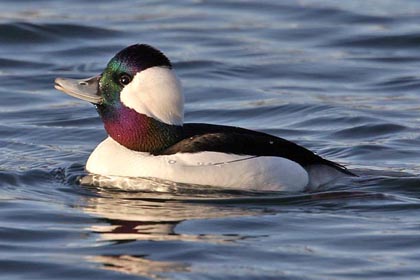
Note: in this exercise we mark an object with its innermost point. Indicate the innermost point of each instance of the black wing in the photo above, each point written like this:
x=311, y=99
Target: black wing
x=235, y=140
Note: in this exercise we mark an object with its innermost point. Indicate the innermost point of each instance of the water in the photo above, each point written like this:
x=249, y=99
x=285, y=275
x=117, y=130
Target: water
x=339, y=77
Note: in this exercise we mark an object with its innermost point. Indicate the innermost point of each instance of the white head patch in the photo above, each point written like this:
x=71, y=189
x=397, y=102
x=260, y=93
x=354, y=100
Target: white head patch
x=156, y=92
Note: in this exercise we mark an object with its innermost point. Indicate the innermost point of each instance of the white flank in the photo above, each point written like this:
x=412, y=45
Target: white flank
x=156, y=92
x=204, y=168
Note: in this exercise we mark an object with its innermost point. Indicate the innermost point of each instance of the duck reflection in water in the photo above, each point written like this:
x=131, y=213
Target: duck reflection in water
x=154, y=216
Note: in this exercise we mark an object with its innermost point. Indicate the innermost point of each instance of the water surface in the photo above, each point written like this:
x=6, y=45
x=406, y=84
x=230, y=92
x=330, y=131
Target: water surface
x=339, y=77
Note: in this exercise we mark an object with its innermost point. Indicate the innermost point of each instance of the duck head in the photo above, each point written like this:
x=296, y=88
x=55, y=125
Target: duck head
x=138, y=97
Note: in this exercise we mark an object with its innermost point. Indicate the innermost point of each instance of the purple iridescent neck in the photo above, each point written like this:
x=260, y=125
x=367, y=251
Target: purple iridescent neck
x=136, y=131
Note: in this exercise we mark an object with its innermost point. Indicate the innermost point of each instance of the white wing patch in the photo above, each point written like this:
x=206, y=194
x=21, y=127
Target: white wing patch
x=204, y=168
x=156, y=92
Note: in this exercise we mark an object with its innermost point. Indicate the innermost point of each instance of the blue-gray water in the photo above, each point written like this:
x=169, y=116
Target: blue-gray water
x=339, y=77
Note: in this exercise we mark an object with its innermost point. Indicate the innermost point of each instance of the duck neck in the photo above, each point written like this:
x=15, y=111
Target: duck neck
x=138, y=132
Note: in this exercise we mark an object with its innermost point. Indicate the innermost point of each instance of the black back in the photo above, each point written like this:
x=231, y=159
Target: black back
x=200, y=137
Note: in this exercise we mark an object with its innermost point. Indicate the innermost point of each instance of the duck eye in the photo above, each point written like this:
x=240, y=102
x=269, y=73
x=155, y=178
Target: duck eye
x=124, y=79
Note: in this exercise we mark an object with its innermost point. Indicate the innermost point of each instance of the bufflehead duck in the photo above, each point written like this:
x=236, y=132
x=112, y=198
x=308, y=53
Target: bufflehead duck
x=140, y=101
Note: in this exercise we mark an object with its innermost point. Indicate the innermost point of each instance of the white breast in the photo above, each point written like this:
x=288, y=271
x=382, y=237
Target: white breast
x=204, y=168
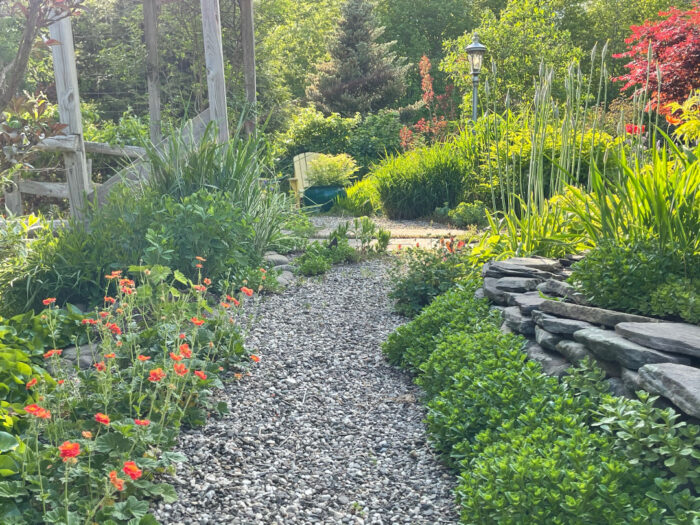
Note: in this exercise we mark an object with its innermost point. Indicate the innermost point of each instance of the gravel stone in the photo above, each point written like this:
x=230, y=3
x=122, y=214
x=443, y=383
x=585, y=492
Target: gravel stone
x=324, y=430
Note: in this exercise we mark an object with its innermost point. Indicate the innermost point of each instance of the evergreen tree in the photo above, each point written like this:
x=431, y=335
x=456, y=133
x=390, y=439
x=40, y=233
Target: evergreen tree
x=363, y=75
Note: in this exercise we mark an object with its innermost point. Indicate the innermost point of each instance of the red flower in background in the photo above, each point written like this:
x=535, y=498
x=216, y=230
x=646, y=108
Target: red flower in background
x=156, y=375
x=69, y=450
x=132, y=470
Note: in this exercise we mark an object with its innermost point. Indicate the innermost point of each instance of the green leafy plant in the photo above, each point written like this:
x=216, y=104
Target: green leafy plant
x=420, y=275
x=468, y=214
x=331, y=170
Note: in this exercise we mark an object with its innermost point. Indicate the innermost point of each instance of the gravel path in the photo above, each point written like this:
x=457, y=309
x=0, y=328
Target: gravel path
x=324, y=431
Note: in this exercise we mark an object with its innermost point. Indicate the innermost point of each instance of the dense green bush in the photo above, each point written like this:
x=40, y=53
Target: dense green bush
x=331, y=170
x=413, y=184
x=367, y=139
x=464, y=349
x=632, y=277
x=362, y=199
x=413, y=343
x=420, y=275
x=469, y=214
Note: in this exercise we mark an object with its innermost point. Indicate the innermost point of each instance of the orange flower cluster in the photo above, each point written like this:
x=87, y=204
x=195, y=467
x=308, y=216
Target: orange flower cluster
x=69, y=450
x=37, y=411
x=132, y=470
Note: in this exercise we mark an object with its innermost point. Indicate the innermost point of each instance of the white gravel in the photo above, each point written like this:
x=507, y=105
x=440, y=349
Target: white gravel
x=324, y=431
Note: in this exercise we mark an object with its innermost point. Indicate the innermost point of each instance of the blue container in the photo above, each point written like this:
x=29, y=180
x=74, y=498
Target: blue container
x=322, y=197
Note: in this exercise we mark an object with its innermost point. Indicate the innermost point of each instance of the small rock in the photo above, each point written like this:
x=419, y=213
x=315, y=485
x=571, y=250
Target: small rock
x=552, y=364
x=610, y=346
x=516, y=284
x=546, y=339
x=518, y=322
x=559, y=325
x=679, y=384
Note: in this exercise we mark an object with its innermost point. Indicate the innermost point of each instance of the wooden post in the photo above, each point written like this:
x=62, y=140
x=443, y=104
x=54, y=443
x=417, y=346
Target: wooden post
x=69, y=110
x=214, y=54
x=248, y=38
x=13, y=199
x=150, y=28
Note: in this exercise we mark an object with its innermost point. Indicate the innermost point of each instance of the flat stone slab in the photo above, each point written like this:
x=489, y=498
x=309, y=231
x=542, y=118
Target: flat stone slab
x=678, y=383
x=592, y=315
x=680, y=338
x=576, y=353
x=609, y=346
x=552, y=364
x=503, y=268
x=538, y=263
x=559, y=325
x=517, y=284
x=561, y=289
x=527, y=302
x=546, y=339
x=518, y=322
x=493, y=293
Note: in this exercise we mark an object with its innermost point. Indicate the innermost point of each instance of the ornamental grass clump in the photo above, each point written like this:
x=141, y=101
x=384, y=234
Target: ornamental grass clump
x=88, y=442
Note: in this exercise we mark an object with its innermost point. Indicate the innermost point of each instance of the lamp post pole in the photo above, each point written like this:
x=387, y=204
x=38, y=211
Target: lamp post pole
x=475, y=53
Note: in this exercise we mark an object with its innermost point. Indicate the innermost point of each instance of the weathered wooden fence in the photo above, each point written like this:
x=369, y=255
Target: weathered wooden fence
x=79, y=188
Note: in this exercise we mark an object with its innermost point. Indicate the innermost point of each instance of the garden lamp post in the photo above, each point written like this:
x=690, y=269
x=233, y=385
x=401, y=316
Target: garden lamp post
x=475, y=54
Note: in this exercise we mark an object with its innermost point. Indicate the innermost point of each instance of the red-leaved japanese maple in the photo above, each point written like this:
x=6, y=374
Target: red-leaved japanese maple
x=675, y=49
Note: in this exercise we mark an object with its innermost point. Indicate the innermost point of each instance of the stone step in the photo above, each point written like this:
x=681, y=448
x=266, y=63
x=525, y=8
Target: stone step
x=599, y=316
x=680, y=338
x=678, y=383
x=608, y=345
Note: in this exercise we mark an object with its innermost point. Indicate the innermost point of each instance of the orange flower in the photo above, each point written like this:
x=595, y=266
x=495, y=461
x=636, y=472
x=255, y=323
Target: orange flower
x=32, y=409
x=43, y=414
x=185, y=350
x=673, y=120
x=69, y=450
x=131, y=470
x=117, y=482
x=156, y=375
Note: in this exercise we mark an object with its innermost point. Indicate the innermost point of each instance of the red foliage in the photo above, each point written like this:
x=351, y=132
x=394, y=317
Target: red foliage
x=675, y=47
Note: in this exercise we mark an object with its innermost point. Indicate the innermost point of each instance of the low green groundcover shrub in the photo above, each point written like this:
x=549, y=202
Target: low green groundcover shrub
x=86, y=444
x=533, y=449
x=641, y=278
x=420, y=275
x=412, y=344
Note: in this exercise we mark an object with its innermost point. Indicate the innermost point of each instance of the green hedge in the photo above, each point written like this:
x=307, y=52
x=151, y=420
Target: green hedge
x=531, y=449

-- -- --

CHALLENGE: Return, word for word and in the same order, the lines of the records from the line with "the water surface" up to and including the line with "x=124, y=79". Give nothing else.

FINISHED TASK:
Note: in this exercise we mark an object with its innermost point. Indicate the innermost point of each instance of the water surface in the photo above, each point written like this:
x=6, y=45
x=406, y=84
x=230, y=92
x=330, y=131
Target: water surface
x=339, y=77
Note: in this exercise we mark an object with its innermost point. Indicate the innermost point of each instance of the duck head in the photo above, each point written like this:
x=296, y=88
x=55, y=125
Target: duck head
x=138, y=97
Note: in this exercise we mark an object with its innermost point. Indicate the innermost point of each instance of the purple iridescent neck in the photo above, each point written like this:
x=260, y=125
x=367, y=251
Target: purple iridescent neck
x=136, y=131
Note: in this exercise we mark an object with its innermost point. Indicate the innermost point of each instance of the white wing patch in the photo above, each point written like this:
x=206, y=194
x=21, y=127
Target: white wing patch
x=204, y=168
x=156, y=92
Note: in this exercise we mark an object with its innermost point. Indicate the innermost point of each instance of the blue-gray water in the photo above, each point written like this:
x=169, y=116
Target: blue-gray water
x=339, y=77
Note: in this exercise we mark an object with its innermost point. Indicate the innermost point of each instance of the duck neck in the photo above, each point written like this:
x=15, y=111
Target: duck neck
x=138, y=132
Note: in this exercise we mark an object with its innermost point. Indicate the innermost point of each instance of the black back in the photo above, each point written like this:
x=231, y=159
Target: black back
x=200, y=137
Note: in this exercise we mark an object with its innermost point. Indicate the innermost point of each instance of the duck eye in the photo above, each point written like this:
x=240, y=102
x=269, y=73
x=155, y=178
Target: duck eye
x=124, y=79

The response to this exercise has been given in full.